What is expected
Rewrite the stretch of the book entry from "- ISBN: 1-86291-666-7" through "premiered in Brisbane.", putting "young adult book" wherever "young adult novel" appears.

Text segment

-- Opening Marker --

Don't Call Me Ishmael
- First edition cover
- Author: Michael Gerard Bauer
- Illustrator: Michael Gerard Bauer
- Cover artist: Joe Bauer (Australian edition)
- Language: English
- Series: Ishmael
- Release number: 1st in series
- Genre: Young adult fiction
- Publisher: Scholastic (Australia) HarperTeen (USA)
- Publication date: 2006
- Publication place: Australia
- Media type: Print
- Pages: 277 pg.
- ISBN: 1-86291-666-7 (Australia) 0-06-134834-1 (USA)
- OCLC: 156423000
- Followed by: Ishmael and the Return of the Dugongs

= Don't Call Me Ishmael =

2006 book by Michael Gerard Bauer

Don't Call Me Ishmael is a young adult novel by Australian author Michael Gerard Bauer. It is about Ishmael Leseur, a 14-year-old boy, and his experiences in Year 9 of school. It won the 2008 award for children's literature at Writers' Week, Australia's oldest writers' festival. It was short-listed for the Children's Book Council of Australia's Book of the Year award in the older reader category in 2007. In April 2018, Don't Call Me Ishmael: The Musical by Fin Nicol-Taylor and Christopher Thomson, was premiered in Brisbane.

== Plot ==
His Year Nine teacher, Miss Tarango, tells the whole class about the name Ishmael coming from Moby-Dick, which gives Barry and his friends more names to tease Ishmael with. Ishmael later intervenes when he sees Barry and his friends tease a boy who joins Ishmael's year level. A new boy called James Scobie becomes a target for bullying because of his appearance. However, James responds to the bully's taunts with humour. He tells the class that he is fearless because he had a brain tumour that damaged the
part of his brain that feels fear. Barry is the only person that does not believe James. About a week later, Barry puts a lot of insects and spiders in James's desk, but James is not frightened. During a rugby match against Churchill, James's fearlessness changes the course of the game with a speech that invokes courage.

-- Closing Marker --

Information supplied

-- Opening Marker --

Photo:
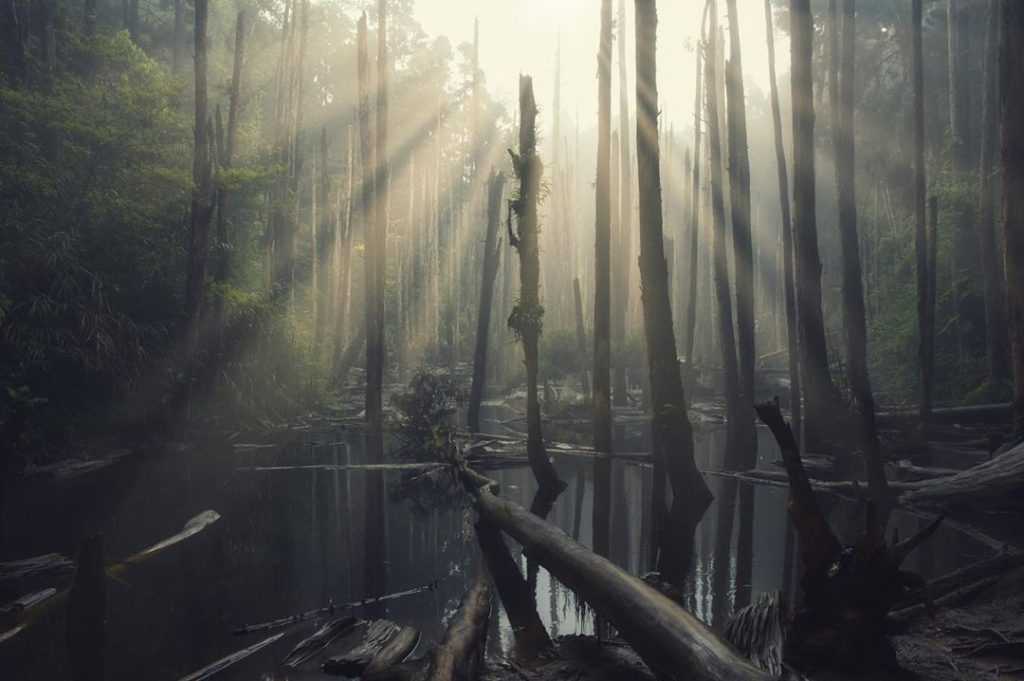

-- Closing Marker --

Solved problem
- ISBN: 1-86291-666-7 (Australia) 0-06-134834-1 (USA)
- OCLC: 156423000
- Followed by: Ishmael and the Return of the Dugongs

= Don't Call Me Ishmael =

2006 book by Michael Gerard Bauer

Don't Call Me Ishmael is a young adult book by Australian author Michael Gerard Bauer. It is about Ishmael Leseur, a 14-year-old boy, and his experiences in Year 9 of school. It won the 2008 award for children's literature at Writers' Week, Australia's oldest writers' festival. It was short-listed for the Children's Book Council of Australia's Book of the Year award in the older reader category in 2007. In April 2018, Don't Call Me Ishmael: The Musical by Fin Nicol-Taylor and Christopher Thomson, was premiered in Brisbane.